> **Assigned task**
Once the line with "Reviewer note: every instance of the whirlpool" is found in the entries below, print it and each following line exactly, stopping after the line with "[[47, 406]]"; print nothing else.
** Opening Information given block **
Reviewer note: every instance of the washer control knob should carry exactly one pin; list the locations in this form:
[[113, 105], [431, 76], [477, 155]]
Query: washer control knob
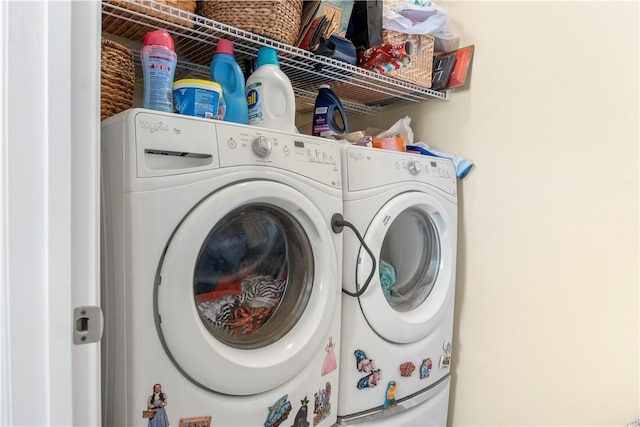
[[261, 146], [414, 168]]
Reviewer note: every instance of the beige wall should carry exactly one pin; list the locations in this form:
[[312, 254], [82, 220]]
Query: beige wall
[[547, 323]]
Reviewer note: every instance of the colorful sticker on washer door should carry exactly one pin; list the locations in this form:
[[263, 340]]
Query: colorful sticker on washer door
[[278, 412], [322, 404], [370, 380], [195, 422], [447, 347], [155, 407], [445, 361], [330, 363], [301, 416], [363, 363], [390, 395], [406, 369], [425, 368]]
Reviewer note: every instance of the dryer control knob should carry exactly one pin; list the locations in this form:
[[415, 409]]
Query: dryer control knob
[[414, 168], [261, 146]]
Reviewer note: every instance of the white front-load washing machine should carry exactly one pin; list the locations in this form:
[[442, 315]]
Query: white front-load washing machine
[[221, 273], [398, 300]]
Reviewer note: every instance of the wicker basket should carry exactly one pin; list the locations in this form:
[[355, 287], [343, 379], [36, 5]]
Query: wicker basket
[[419, 72], [117, 78], [277, 19]]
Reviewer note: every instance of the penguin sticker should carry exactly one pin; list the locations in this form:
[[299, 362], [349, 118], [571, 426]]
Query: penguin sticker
[[301, 416]]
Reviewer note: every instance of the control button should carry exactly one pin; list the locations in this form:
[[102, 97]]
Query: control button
[[261, 146], [414, 168]]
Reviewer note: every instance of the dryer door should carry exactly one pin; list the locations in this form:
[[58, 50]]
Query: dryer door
[[246, 288], [414, 239]]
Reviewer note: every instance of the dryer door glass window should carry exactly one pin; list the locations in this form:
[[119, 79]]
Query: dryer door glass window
[[253, 276], [409, 260]]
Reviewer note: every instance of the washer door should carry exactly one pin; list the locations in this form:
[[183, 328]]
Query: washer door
[[414, 240], [247, 287]]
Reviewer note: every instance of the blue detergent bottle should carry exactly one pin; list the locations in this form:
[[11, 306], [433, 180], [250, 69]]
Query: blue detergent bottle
[[329, 117], [225, 70]]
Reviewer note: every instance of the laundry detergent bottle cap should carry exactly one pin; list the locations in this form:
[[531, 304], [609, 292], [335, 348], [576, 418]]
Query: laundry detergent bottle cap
[[159, 61], [329, 117], [225, 70], [270, 96], [159, 38], [267, 56]]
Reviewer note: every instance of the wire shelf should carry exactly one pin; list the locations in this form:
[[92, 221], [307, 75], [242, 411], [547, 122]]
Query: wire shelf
[[195, 38]]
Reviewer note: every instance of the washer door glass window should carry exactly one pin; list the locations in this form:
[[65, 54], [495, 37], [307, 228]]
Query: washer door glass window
[[246, 288], [409, 260], [253, 276]]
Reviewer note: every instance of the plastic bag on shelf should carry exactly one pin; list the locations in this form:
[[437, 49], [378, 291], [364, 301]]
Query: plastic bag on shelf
[[420, 17]]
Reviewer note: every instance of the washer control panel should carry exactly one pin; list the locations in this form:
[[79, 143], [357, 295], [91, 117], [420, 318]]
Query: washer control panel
[[313, 157]]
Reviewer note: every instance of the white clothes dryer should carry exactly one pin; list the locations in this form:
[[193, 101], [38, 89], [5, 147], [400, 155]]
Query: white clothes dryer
[[397, 331], [220, 273]]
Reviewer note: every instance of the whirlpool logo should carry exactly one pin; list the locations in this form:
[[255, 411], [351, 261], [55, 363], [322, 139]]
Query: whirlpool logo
[[154, 126]]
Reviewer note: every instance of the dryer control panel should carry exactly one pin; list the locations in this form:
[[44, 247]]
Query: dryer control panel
[[373, 167]]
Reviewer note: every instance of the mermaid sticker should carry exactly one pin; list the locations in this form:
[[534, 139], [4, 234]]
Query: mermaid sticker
[[330, 363], [365, 364], [390, 395]]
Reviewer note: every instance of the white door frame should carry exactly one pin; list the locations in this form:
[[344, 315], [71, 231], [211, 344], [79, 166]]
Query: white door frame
[[49, 210]]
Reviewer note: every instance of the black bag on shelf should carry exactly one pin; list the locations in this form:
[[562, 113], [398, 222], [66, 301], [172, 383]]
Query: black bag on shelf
[[365, 24]]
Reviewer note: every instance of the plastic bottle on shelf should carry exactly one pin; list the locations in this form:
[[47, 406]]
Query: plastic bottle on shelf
[[329, 117], [226, 71], [159, 61], [270, 96]]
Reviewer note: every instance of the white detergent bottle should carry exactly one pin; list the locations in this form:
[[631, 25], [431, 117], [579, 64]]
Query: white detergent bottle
[[270, 97]]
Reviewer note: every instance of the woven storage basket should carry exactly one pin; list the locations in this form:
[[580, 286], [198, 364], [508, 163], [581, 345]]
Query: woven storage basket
** Closing Information given block **
> **The answer**
Reviewer note: every instance of the whirlpool logo should carry exactly one pin; list the locations in this form:
[[255, 411], [351, 261], [55, 363], [322, 139]]
Query: whirlpool logo
[[154, 126]]
Reviewer note: every instance of the dryer control panel should carry exactly one pin; list the locations in this form:
[[44, 247]]
Query: dryer control panel
[[373, 167]]
Reviewer note: every instance of the mermaid sticker should carry exactly one pin; list the locations in this form:
[[534, 139], [4, 234]]
Query: mermaid sticker
[[330, 363], [365, 364], [390, 395]]
Reviewer note: every instance of the white door frame should carry exactly one pin; list the locations in this form:
[[344, 315], [71, 231], [211, 344], [79, 166]]
Query: white door frame
[[49, 210]]
Reviewer note: every instance of the black bag on shelf should carry exactly one pin; list the locations in this form:
[[562, 113], [398, 222], [66, 301], [172, 383]]
Query: black bag on shelf
[[365, 24]]
Reviewer note: every instance of the plastic bottle on shelf should carry exactly one pin; list the locations in this form:
[[47, 406]]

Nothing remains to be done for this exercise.